WHAT YOU HAVE TO DO
From the records below, find each line with the string "characters" and copy it.

STUDY MATERIAL
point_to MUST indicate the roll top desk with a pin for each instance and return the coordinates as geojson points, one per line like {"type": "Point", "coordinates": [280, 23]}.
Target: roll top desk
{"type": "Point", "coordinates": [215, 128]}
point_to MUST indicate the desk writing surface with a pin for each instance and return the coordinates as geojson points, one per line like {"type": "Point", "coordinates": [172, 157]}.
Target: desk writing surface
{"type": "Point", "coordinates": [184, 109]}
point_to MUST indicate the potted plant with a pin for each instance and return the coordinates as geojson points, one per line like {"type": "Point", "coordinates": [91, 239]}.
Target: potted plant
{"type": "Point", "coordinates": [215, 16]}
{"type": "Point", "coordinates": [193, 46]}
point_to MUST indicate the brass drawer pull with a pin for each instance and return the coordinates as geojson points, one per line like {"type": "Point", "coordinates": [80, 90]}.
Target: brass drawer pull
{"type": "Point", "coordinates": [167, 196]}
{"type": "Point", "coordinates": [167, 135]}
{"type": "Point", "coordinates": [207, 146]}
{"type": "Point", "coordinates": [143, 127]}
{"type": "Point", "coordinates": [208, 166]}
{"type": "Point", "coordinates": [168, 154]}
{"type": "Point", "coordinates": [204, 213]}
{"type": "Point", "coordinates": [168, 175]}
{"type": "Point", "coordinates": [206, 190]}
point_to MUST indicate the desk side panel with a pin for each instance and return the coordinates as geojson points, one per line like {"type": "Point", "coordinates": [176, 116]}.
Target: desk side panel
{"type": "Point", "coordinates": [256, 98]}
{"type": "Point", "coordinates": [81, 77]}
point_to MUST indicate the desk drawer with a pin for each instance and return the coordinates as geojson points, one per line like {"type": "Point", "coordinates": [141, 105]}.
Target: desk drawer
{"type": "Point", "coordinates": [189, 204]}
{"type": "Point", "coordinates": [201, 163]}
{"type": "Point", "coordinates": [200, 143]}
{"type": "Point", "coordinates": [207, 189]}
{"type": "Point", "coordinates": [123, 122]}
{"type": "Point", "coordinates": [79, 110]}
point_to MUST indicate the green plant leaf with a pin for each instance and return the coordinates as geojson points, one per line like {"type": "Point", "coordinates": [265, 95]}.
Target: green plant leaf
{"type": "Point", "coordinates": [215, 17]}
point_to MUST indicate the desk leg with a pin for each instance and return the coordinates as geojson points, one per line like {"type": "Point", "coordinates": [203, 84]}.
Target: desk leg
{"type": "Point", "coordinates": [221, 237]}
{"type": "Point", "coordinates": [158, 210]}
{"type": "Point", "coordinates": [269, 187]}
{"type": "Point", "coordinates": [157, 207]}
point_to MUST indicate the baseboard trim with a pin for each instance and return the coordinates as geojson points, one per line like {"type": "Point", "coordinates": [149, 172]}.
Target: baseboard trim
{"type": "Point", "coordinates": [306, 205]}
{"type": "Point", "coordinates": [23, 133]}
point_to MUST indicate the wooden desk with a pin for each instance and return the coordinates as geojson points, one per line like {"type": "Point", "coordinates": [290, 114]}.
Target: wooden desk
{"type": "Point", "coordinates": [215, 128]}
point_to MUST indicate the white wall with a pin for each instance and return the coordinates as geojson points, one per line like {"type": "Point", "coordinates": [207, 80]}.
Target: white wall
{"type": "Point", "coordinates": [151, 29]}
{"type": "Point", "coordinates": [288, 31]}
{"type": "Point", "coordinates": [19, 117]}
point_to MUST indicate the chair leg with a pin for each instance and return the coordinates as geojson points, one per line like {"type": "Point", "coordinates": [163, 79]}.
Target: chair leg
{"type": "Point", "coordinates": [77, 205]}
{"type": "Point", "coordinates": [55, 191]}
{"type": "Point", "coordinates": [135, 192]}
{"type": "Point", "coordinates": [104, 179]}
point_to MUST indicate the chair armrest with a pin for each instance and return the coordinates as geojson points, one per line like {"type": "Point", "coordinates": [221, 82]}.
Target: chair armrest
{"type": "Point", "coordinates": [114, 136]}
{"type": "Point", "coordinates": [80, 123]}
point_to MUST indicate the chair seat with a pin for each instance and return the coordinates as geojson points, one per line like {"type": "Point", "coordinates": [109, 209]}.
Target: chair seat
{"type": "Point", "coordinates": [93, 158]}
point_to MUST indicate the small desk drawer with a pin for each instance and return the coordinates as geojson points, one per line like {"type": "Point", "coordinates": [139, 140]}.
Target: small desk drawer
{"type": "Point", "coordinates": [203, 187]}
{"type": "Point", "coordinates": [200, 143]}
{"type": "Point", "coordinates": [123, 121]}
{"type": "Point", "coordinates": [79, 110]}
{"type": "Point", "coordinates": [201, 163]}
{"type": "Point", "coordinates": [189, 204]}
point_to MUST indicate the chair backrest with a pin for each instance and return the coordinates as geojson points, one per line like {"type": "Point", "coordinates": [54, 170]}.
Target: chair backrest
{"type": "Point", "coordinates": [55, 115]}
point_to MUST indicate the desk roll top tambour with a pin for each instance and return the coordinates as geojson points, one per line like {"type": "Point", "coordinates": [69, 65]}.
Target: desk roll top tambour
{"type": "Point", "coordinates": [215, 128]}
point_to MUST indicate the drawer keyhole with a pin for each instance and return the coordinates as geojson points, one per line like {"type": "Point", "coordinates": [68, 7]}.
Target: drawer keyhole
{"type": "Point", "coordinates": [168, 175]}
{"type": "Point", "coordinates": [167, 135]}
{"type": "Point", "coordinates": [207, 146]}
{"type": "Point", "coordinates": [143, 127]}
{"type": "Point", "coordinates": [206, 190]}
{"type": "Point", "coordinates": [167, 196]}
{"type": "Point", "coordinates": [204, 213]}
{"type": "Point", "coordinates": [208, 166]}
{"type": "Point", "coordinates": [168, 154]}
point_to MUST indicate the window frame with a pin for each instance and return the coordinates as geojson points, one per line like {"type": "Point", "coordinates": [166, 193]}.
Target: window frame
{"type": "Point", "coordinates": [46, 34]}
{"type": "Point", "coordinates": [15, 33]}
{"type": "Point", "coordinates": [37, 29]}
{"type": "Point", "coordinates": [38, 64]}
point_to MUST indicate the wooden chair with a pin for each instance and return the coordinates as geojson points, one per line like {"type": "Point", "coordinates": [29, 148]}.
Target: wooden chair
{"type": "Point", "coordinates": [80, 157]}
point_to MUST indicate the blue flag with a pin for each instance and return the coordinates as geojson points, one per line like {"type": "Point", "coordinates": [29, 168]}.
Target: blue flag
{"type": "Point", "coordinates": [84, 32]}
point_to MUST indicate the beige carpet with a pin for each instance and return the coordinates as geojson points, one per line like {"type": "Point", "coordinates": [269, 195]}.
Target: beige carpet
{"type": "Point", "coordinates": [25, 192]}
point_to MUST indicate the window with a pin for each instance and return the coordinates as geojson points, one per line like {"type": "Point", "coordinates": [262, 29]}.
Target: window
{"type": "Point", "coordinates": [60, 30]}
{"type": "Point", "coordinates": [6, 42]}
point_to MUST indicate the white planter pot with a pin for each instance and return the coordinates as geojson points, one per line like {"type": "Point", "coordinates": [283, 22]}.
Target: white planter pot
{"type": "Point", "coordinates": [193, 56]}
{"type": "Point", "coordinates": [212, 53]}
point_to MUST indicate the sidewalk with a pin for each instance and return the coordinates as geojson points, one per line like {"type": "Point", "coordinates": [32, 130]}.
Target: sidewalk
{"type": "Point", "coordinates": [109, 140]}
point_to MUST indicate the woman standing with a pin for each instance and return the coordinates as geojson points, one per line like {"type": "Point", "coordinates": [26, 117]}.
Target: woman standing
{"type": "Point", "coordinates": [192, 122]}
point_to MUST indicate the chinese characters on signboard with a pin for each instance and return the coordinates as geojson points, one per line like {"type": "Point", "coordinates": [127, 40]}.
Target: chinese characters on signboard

ANSWER TO THE EXERCISE
point_to MUST indicate the chinese characters on signboard with a pin for each instance and return the coordinates as geojson points, one per line like {"type": "Point", "coordinates": [127, 40]}.
Target: chinese characters on signboard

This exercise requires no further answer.